** START INFORMATION SHOWN **

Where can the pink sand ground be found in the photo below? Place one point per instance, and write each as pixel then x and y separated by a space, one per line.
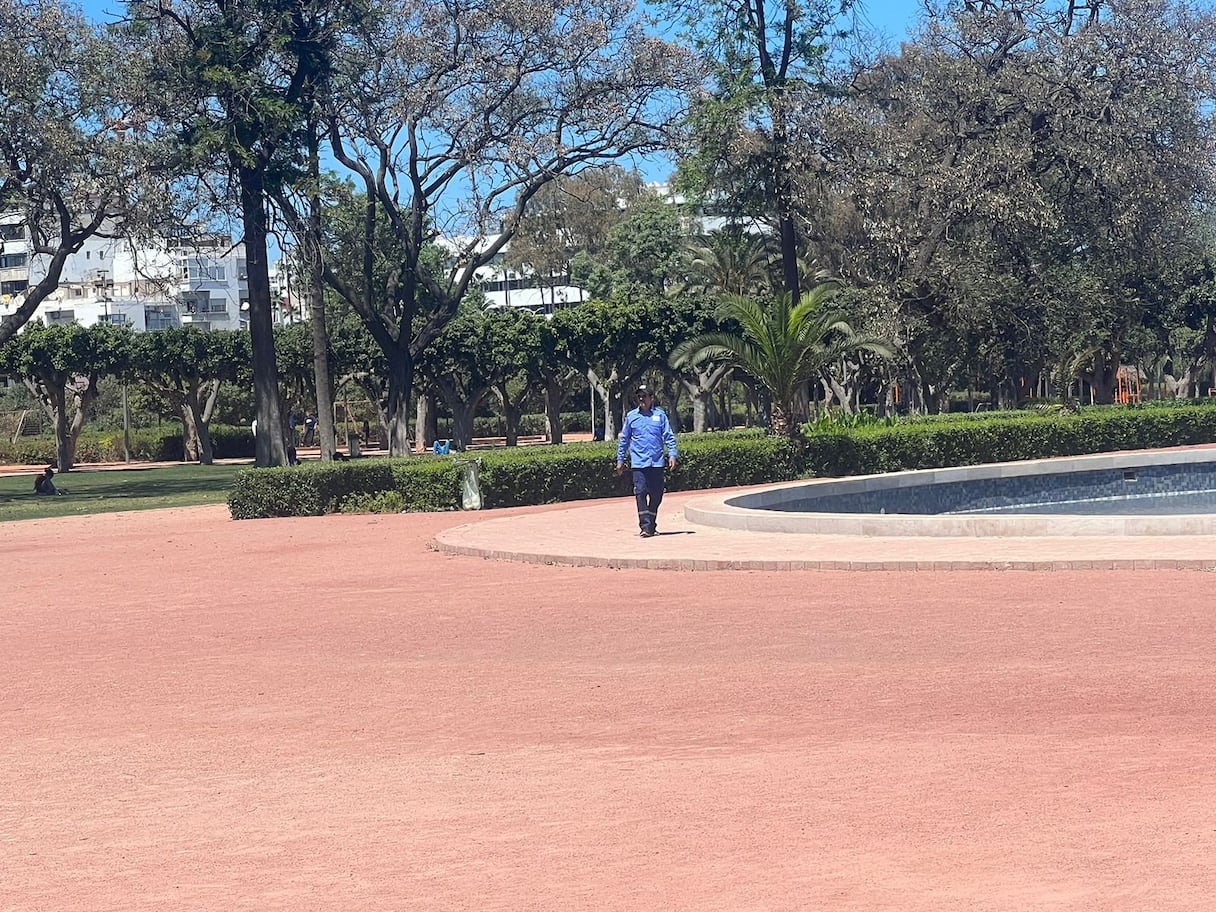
pixel 324 714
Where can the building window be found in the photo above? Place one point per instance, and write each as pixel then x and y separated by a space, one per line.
pixel 206 272
pixel 158 317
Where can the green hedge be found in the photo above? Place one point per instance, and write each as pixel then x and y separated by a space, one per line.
pixel 546 474
pixel 507 478
pixel 966 442
pixel 422 483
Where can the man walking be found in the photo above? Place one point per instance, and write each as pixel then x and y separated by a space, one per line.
pixel 645 435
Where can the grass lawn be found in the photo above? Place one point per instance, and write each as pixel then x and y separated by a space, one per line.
pixel 112 490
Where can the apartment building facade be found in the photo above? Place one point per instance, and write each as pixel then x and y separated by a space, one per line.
pixel 186 280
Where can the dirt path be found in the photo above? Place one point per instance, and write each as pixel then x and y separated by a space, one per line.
pixel 324 714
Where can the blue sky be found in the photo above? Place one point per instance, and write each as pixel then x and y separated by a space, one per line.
pixel 890 16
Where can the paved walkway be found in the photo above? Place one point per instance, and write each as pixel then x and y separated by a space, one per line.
pixel 321 713
pixel 604 534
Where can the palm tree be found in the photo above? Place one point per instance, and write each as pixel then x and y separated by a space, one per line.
pixel 730 260
pixel 782 345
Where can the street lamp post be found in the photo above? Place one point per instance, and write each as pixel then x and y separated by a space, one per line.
pixel 102 287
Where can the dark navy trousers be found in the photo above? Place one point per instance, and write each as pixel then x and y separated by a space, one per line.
pixel 648 490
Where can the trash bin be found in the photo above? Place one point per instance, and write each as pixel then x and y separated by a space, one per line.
pixel 469 485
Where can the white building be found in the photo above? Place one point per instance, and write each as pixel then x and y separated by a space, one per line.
pixel 190 280
pixel 506 287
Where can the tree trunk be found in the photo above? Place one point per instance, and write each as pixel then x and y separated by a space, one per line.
pixel 702 409
pixel 63 455
pixel 315 271
pixel 424 431
pixel 603 392
pixel 512 412
pixel 270 448
pixel 555 398
pixel 189 432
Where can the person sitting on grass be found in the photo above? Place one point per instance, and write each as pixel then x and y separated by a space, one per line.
pixel 44 485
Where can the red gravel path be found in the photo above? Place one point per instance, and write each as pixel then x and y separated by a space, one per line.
pixel 322 714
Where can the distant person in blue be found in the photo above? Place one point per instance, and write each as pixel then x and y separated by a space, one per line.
pixel 45 487
pixel 645 435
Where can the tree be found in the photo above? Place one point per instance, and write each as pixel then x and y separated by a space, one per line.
pixel 454 365
pixel 236 83
pixel 646 247
pixel 455 116
pixel 769 66
pixel 612 343
pixel 187 366
pixel 511 349
pixel 569 215
pixel 782 345
pixel 62 366
pixel 73 164
pixel 1014 159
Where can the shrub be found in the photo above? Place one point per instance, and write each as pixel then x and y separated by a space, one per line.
pixel 378 502
pixel 546 474
pixel 418 484
pixel 969 439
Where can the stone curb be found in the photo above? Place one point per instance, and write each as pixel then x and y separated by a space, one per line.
pixel 694 564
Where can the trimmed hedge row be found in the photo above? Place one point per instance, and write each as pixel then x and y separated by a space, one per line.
pixel 507 478
pixel 546 474
pixel 1028 437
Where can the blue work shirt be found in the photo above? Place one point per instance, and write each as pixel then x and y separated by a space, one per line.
pixel 643 437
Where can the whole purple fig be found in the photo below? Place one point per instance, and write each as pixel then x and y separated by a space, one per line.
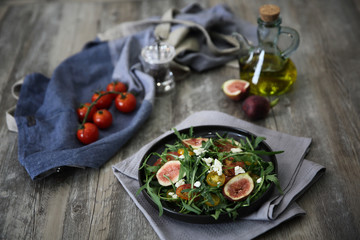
pixel 257 107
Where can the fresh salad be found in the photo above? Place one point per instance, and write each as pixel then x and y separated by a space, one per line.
pixel 208 176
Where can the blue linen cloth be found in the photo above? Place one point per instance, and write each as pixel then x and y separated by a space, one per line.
pixel 46 110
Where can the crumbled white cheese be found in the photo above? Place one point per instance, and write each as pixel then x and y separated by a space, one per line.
pixel 236 150
pixel 199 151
pixel 238 170
pixel 216 167
pixel 197 184
pixel 208 161
pixel 180 182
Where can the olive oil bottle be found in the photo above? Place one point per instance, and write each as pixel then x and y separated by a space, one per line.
pixel 269 81
pixel 269 70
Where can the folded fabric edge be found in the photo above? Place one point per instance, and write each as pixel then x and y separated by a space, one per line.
pixel 312 173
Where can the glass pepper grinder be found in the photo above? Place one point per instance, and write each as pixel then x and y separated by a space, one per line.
pixel 157 57
pixel 269 69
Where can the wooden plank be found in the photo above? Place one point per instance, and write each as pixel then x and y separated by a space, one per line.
pixel 35 36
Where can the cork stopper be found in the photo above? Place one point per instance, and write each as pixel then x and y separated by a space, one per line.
pixel 269 12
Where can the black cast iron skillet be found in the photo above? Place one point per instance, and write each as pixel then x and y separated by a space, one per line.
pixel 207 132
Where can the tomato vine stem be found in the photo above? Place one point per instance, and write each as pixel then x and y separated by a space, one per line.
pixel 93 104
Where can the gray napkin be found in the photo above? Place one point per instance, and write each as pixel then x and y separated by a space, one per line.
pixel 294 172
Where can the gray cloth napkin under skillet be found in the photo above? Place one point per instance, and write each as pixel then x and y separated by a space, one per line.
pixel 295 174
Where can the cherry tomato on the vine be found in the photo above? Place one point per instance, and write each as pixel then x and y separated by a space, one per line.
pixel 102 118
pixel 88 133
pixel 81 111
pixel 104 101
pixel 125 102
pixel 116 86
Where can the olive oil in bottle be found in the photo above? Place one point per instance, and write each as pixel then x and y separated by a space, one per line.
pixel 269 70
pixel 268 81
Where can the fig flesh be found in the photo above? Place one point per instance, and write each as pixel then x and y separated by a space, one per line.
pixel 257 107
pixel 238 187
pixel 169 172
pixel 195 143
pixel 236 89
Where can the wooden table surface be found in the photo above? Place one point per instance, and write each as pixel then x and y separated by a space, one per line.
pixel 324 104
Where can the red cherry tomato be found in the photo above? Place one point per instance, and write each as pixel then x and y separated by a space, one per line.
pixel 81 111
pixel 88 133
pixel 102 118
pixel 186 195
pixel 181 194
pixel 103 102
pixel 125 102
pixel 116 86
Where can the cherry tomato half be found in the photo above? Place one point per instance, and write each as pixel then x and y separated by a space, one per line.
pixel 102 118
pixel 213 179
pixel 181 194
pixel 215 200
pixel 125 102
pixel 81 111
pixel 104 101
pixel 116 86
pixel 229 166
pixel 88 133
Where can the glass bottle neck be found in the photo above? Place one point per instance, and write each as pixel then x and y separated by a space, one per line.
pixel 268 33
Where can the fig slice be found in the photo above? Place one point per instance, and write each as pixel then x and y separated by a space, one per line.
pixel 236 89
pixel 195 143
pixel 171 170
pixel 238 187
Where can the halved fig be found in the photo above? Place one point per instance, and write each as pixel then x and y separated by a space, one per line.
pixel 239 187
pixel 236 89
pixel 171 170
pixel 194 142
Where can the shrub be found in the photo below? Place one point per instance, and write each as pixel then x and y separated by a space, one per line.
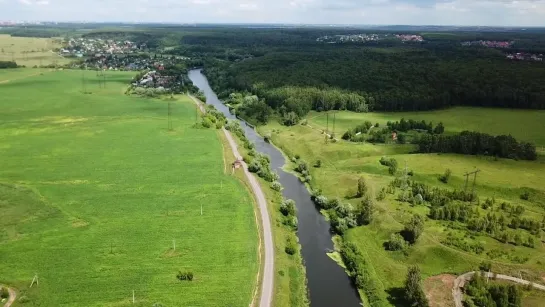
pixel 396 242
pixel 24 299
pixel 287 207
pixel 206 123
pixel 4 292
pixel 485 266
pixel 185 275
pixel 362 187
pixel 277 186
pixel 290 248
pixel 446 176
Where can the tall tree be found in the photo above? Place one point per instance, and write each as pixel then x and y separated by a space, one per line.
pixel 413 288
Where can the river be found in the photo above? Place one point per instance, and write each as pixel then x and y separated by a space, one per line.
pixel 328 283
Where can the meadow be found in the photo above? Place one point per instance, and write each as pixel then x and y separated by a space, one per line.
pixel 343 162
pixel 30 51
pixel 99 199
pixel 525 125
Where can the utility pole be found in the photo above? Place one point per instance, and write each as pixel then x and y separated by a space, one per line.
pixel 327 126
pixel 467 174
pixel 169 119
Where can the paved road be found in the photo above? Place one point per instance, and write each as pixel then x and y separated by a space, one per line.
pixel 268 271
pixel 462 279
pixel 12 296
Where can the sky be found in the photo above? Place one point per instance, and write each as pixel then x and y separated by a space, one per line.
pixel 365 12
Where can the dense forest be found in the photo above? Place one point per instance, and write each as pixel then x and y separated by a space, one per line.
pixel 278 65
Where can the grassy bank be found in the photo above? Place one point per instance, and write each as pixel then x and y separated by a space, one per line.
pixel 30 51
pixel 525 125
pixel 96 191
pixel 290 279
pixel 343 163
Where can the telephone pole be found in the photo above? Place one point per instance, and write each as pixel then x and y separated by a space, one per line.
pixel 467 174
pixel 169 117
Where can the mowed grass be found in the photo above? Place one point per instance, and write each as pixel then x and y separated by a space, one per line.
pixel 30 51
pixel 525 125
pixel 95 190
pixel 342 163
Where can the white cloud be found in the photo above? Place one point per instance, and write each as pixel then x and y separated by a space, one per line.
pixel 447 12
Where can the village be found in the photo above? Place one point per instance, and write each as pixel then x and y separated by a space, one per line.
pixel 362 38
pixel 80 47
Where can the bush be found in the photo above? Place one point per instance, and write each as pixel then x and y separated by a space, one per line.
pixel 185 275
pixel 277 186
pixel 4 292
pixel 446 176
pixel 485 266
pixel 290 248
pixel 396 243
pixel 206 123
pixel 288 207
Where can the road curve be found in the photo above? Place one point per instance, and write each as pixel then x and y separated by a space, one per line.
pixel 267 282
pixel 462 279
pixel 11 298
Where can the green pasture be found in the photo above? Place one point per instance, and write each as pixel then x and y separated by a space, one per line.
pixel 343 162
pixel 525 125
pixel 95 192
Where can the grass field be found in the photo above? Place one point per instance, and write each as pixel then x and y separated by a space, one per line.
pixel 30 51
pixel 289 280
pixel 344 162
pixel 526 125
pixel 94 189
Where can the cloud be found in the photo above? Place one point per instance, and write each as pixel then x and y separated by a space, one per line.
pixel 442 12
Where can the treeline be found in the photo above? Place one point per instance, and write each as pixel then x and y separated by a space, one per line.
pixel 476 143
pixel 406 80
pixel 7 64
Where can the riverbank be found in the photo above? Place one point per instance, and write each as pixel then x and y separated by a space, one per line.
pixel 313 230
pixel 335 168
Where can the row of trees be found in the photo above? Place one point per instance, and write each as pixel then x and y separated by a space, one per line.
pixel 481 293
pixel 476 143
pixel 406 125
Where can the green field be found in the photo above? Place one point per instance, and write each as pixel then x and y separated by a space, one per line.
pixel 94 189
pixel 525 125
pixel 30 51
pixel 344 162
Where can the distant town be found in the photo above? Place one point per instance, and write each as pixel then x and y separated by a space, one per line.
pixel 359 38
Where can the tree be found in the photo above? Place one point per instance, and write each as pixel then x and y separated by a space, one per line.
pixel 362 187
pixel 439 129
pixel 446 176
pixel 413 288
pixel 413 229
pixel 365 211
pixel 396 242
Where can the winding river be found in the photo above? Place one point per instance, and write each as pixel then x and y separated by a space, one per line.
pixel 328 284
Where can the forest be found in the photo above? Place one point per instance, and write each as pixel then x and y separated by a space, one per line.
pixel 382 76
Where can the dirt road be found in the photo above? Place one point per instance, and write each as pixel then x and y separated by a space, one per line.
pixel 268 270
pixel 462 279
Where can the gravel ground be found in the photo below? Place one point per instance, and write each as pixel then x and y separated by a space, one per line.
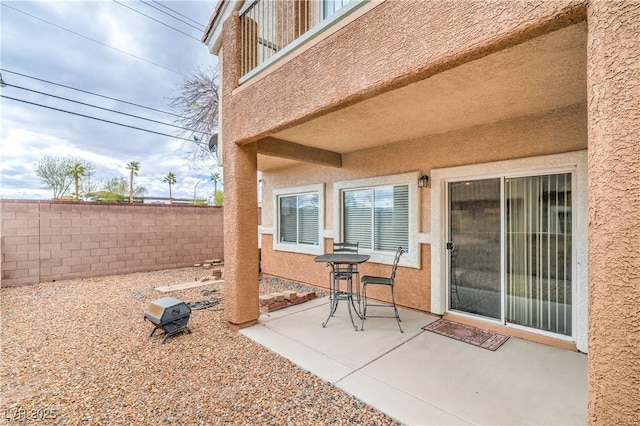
pixel 78 352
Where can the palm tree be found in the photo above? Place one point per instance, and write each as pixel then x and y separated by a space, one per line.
pixel 134 167
pixel 170 179
pixel 77 170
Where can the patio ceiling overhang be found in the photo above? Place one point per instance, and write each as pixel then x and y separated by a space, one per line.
pixel 542 74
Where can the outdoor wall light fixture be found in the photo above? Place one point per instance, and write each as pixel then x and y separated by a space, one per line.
pixel 213 143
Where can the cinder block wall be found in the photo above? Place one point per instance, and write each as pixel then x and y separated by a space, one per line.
pixel 54 240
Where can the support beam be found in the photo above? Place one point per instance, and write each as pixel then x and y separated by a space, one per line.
pixel 292 151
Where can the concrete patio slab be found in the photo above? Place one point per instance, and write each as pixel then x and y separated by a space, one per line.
pixel 419 377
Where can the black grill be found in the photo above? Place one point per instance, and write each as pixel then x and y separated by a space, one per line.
pixel 168 314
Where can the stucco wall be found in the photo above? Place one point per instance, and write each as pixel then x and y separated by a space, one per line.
pixel 557 131
pixel 428 37
pixel 48 240
pixel 614 212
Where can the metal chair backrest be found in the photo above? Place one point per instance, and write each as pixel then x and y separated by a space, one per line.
pixel 345 247
pixel 395 263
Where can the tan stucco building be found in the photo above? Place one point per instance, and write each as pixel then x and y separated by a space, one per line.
pixel 524 116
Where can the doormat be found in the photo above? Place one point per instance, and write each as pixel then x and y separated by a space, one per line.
pixel 465 333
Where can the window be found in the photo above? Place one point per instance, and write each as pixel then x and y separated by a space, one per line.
pixel 376 218
pixel 298 219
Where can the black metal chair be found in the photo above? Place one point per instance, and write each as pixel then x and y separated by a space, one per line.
pixel 346 273
pixel 368 280
pixel 350 273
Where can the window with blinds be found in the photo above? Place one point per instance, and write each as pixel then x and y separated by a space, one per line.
pixel 299 219
pixel 377 218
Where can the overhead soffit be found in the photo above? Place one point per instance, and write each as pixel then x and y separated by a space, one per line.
pixel 539 75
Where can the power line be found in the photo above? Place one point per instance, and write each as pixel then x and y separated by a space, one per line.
pixel 93 40
pixel 102 108
pixel 170 15
pixel 91 93
pixel 156 20
pixel 100 119
pixel 178 13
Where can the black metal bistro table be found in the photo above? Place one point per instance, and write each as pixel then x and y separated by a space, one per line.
pixel 343 269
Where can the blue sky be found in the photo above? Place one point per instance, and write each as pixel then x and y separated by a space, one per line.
pixel 38 49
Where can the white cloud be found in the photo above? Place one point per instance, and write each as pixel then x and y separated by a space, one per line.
pixel 36 49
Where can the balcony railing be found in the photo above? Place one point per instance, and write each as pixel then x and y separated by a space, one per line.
pixel 270 28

** END INFORMATION SHOWN **

▸ **WHAT YOU ARE ASKED TO DO**
Copy out the lines above word for word, starting at the line that contains "Where can the mowed" and stopping after the line that contains "pixel 442 12". Output only those lines.

▸ **CORRECT RESPONSE**
Where can the mowed grass be found in the photo above? Place one point per instance, and write each as pixel then x and y separated by a space, one per line.
pixel 30 51
pixel 525 125
pixel 95 190
pixel 342 163
Where can the white cloud be found in the photo above? Place one point per instance, and write each as pixel then x and y separated by a space, one per line.
pixel 447 12
Where can the village be found in the photo above? Place one point per instance, and write each as pixel then x and y separated by a space, one per line.
pixel 362 38
pixel 80 47
Where can the bush be found in the photo above? Place one point per instance, and write each as pixel then x and y separated by a space, one per line.
pixel 185 275
pixel 277 186
pixel 4 292
pixel 446 176
pixel 485 266
pixel 290 248
pixel 396 243
pixel 206 123
pixel 288 207
Where can the road curve be found in the photo above? Place one point per instance, and write each as pixel then x and y separated by a space, one per line.
pixel 267 282
pixel 462 279
pixel 11 298
Where can the green pasture be found in the photo above? Place one point per instance, and write each as pixel then x and y separated by a space, one per line.
pixel 343 162
pixel 525 125
pixel 95 192
Where can the grass field be found in the photo above? Place one point per instance, and write each as pixel then x and y separated by a space, one per line.
pixel 30 51
pixel 289 280
pixel 344 162
pixel 526 125
pixel 94 189
Where can the cloud be found in the photo above? Place one point per instance, and write each as pixel then x and y separated by a space, one per line.
pixel 442 12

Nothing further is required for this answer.